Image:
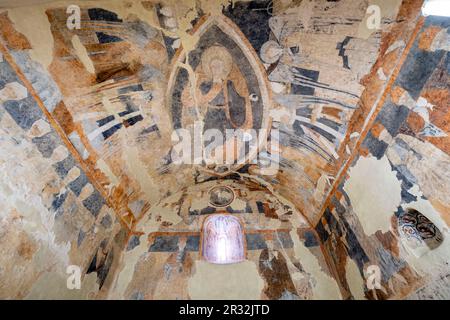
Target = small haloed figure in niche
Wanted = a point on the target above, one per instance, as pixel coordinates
(220, 94)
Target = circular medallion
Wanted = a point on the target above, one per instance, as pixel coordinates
(221, 196)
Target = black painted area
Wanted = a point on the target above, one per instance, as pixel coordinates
(193, 243)
(103, 15)
(252, 18)
(392, 117)
(105, 120)
(376, 147)
(63, 167)
(58, 200)
(133, 121)
(255, 241)
(47, 143)
(94, 203)
(107, 38)
(78, 184)
(164, 244)
(108, 133)
(133, 242)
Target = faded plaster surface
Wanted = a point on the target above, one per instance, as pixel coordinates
(374, 192)
(225, 282)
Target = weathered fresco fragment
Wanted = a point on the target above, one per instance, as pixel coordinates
(89, 177)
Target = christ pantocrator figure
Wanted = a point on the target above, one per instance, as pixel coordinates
(221, 94)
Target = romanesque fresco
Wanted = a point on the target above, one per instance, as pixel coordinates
(348, 172)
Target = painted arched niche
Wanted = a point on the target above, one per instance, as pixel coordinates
(223, 240)
(221, 84)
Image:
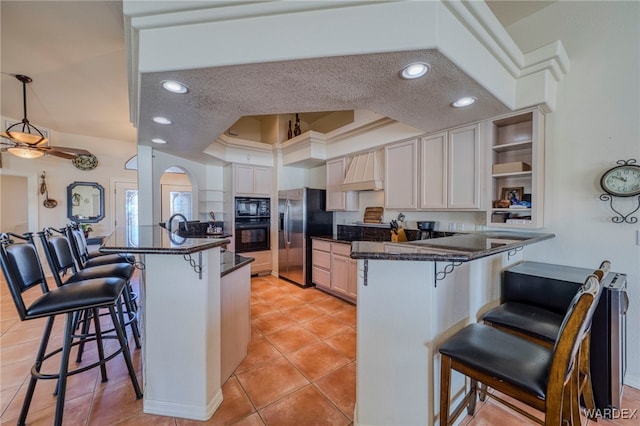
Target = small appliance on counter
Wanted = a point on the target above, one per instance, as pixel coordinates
(425, 229)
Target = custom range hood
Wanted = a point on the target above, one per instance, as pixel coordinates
(365, 173)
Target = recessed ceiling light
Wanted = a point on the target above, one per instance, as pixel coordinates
(463, 102)
(174, 86)
(414, 70)
(161, 120)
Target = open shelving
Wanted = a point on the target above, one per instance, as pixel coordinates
(517, 138)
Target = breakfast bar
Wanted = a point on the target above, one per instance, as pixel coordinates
(411, 297)
(181, 317)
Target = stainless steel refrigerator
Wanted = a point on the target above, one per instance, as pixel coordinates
(301, 215)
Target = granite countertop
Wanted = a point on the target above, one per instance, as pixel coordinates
(230, 261)
(461, 247)
(154, 239)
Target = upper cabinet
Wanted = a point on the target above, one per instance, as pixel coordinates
(252, 180)
(450, 171)
(401, 175)
(464, 174)
(517, 170)
(338, 200)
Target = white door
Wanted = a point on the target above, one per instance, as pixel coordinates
(126, 207)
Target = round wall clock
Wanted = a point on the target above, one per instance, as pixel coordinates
(622, 180)
(85, 162)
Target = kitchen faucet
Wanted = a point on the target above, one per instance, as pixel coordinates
(167, 224)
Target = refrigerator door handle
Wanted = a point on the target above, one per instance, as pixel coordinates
(287, 225)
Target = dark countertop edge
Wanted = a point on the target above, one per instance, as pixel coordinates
(210, 243)
(229, 264)
(444, 257)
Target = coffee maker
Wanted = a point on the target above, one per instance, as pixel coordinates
(425, 229)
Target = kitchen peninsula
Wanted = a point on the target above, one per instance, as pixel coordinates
(411, 297)
(194, 316)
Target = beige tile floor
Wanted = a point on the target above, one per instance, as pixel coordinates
(300, 370)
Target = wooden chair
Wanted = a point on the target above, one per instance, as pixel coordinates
(543, 378)
(542, 325)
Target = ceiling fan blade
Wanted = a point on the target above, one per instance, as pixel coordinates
(76, 151)
(60, 154)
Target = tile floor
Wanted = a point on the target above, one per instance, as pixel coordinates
(300, 370)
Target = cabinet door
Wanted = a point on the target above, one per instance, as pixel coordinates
(262, 181)
(244, 179)
(464, 168)
(339, 200)
(352, 288)
(433, 172)
(401, 175)
(340, 273)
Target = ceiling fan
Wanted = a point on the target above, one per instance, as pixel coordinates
(25, 140)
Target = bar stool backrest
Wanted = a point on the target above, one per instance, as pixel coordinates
(78, 243)
(59, 256)
(575, 325)
(21, 267)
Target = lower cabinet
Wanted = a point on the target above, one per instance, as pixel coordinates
(333, 270)
(262, 263)
(235, 320)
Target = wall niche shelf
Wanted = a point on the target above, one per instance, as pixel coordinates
(517, 138)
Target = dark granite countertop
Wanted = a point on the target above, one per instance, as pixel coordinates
(461, 247)
(153, 239)
(331, 239)
(230, 262)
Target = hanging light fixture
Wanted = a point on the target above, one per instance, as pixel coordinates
(25, 152)
(24, 132)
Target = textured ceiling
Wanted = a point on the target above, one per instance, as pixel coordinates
(219, 96)
(77, 59)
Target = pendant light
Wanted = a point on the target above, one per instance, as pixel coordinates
(24, 132)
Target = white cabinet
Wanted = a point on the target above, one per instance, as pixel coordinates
(517, 164)
(450, 172)
(321, 263)
(338, 200)
(262, 263)
(235, 320)
(252, 180)
(401, 175)
(333, 270)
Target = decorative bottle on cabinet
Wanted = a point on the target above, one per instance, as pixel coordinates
(296, 129)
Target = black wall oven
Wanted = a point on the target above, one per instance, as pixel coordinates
(253, 224)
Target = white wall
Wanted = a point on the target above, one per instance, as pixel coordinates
(111, 156)
(595, 124)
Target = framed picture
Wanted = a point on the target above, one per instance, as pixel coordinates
(514, 194)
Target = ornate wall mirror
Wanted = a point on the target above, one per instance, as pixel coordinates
(85, 202)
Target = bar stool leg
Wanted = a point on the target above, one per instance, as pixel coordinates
(445, 384)
(64, 368)
(35, 369)
(126, 354)
(98, 330)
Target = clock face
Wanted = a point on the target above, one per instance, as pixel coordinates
(622, 181)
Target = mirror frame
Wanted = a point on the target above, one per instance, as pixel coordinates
(92, 219)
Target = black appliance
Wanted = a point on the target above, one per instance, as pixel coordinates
(425, 229)
(252, 224)
(253, 207)
(302, 214)
(608, 328)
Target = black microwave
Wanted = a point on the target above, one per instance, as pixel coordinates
(253, 207)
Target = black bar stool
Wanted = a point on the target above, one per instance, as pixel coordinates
(545, 379)
(61, 262)
(23, 270)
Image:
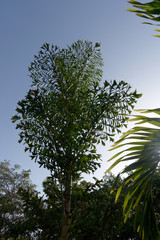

— Exercise directions —
Write out all the items above again, substituting "image coordinates" for each occurrence of "pixel coordinates" and changing nothing else. Leave the pictures out.

— Expected answer —
Image:
Target = small haloed figure in niche
Wanted = a point on the target above, one per instance, as image coordinates
(220, 94)
Target = circular medallion
Wanted = a point on the target above, one per instance, as image coordinates
(221, 196)
Target = black painted area
Wanted = a point on the target above, one per instance, as image coordinates
(193, 243)
(103, 15)
(252, 18)
(392, 117)
(105, 120)
(376, 147)
(63, 167)
(58, 200)
(133, 121)
(255, 241)
(47, 143)
(94, 203)
(107, 38)
(78, 184)
(164, 244)
(108, 133)
(133, 242)
Target = faded plaster surface
Wanted = a point on the target above, one per instance, as image coordinates
(374, 192)
(225, 282)
Target = weathered fresco fragment
Wanted = a point on the target above, one per instance, as image coordinates
(89, 177)
Target = christ pantocrator figure
Wanted = a point on the target above, one per instance, as image coordinates
(221, 94)
Target = romanesque fresco
Wanted = a point on the target above, one per instance, as image coordinates
(348, 172)
Target = painted arched niche
Wanted = a point on the target above, one per instance, as image coordinates
(223, 240)
(221, 84)
Image:
Target = small appliance on counter
Wanted = a point on the target above, one per instance, as image coordinates
(425, 229)
Target = custom range hood
Wanted = a point on the target above, one per instance, as image coordinates
(365, 173)
Target = recessed ceiling light
Wanted = a point on the target above, one per instance, as image coordinates
(463, 102)
(174, 86)
(414, 70)
(161, 120)
Target = open shelving
Wanted = a point on the target above, one per instance, as image coordinates
(517, 138)
Target = breakfast bar
Wanted = a point on the target above, one per instance, as image coordinates
(411, 297)
(181, 317)
Target = stainless steel refrigerator
Wanted = a point on the target above, one per instance, as image coordinates
(301, 215)
Target = granite countertop
Wanted = a point on the target above, one per instance, as image coordinates
(230, 261)
(461, 247)
(154, 239)
Target = upper cabinet
Wanted = a point on the target above, one per instance, as image coordinates
(252, 180)
(450, 171)
(401, 175)
(464, 174)
(517, 170)
(338, 200)
Target = white door
Wanted = a point on the target above, one per instance, as image coordinates
(126, 207)
Target = round wall clock
Wanted = a point on the target above, one per instance, as image coordinates
(622, 180)
(85, 162)
Target = kitchen faucet
Wanted = a point on the target above, one per instance, as image coordinates
(167, 224)
Target = refrigerator door handle
Wanted = a point on the target above, one per instance, as image coordinates
(287, 225)
Target = dark countertop edge
Wanted = a point on the target above, one per instance, as image coordinates
(210, 243)
(229, 264)
(444, 257)
Target = coffee maker
Wanted = a point on the target above, one per instance, as image coordinates
(425, 229)
Target = kitchen peninsula
Wanted = a point on the target above, one per instance, as image coordinates
(411, 297)
(194, 316)
Target = beige tile floor
Wanted = a point on the target above, one per instance, as image coordinates
(300, 370)
Target = wooden chair
Wanted = a point on the target above, one per instance, as image coordinates
(543, 378)
(542, 325)
Target = ceiling fan blade
Wanted = a point on the target above, one per instance, as image coordinates
(76, 151)
(60, 154)
Target = tile floor
Wanted = a point on the target above, one per instance, as image coordinates
(300, 370)
Target = cabinet door
Wanted = a point on the target above, one per instance, as image coordinates
(262, 181)
(244, 179)
(464, 168)
(339, 200)
(352, 288)
(433, 172)
(401, 175)
(340, 273)
Target = ceiling fan
Wanted = a point on the target above, one per instance, as image coordinates
(25, 140)
Target = bar stool backrest
Wanted = a point on the target above, one per instance, as image coordinates
(78, 243)
(59, 256)
(575, 325)
(21, 267)
Target = lower cabinet
Wanted = a point on the target above, one per instance, as image coordinates
(333, 270)
(262, 263)
(235, 320)
Target = wall niche shelf
Wanted = a point on the target above, one per instance, as image coordinates
(517, 138)
Target = dark granite countertop
Wanted = a point on the target above, one per instance, as image coordinates
(461, 247)
(153, 239)
(331, 239)
(230, 262)
Target = hanging light fixture
Wanted = a point on the target above, one per instance, as image coordinates
(25, 152)
(24, 132)
Target = textured ceiling
Wanted = a point on the target above, one per instance, as image coordinates
(219, 96)
(77, 59)
Target = pendant light
Wanted = a point on the target above, one per instance, as image coordinates
(24, 132)
Target = white cabinet
Wanted = a point on the target above, one per instance, as image coordinates
(517, 164)
(450, 172)
(321, 263)
(338, 200)
(262, 263)
(235, 320)
(252, 180)
(401, 175)
(333, 270)
Target = decorative bottle on cabinet
Wanted = a point on the target above, one per instance, as image coordinates
(296, 129)
Target = black wall oven
Wanted = a point on the target above, one per instance, as image coordinates
(253, 224)
Target = white wall
Wanted = a point on the target above, one per instance, as image coordinates
(111, 156)
(595, 124)
Target = framed picture
Wanted = a point on the target above, one per instance, as image coordinates
(514, 194)
Target = ornate wall mirror
Wanted = a point on the target above, one per instance, as image coordinates
(85, 202)
Target = bar stool leg
Wanted = a point on the target above, one per instance, as image coordinates
(445, 384)
(64, 368)
(35, 369)
(126, 354)
(98, 330)
Target = clock face
Wanted = a point on the target above, one per instance, as image coordinates
(622, 181)
Target = mirror frame
Wanted = a point on the target above, one per instance, as image coordinates
(92, 219)
Target = black appliance
Wanted = a point on the target above, one per instance, as image coordinates
(425, 229)
(252, 224)
(253, 207)
(302, 214)
(608, 328)
Target = black microwave
Wanted = a point on the target above, one per instance, as image coordinates
(253, 207)
Target = black bar stool
Wanted = a point on the target above, one per instance, as image coordinates
(545, 379)
(61, 262)
(23, 270)
Image:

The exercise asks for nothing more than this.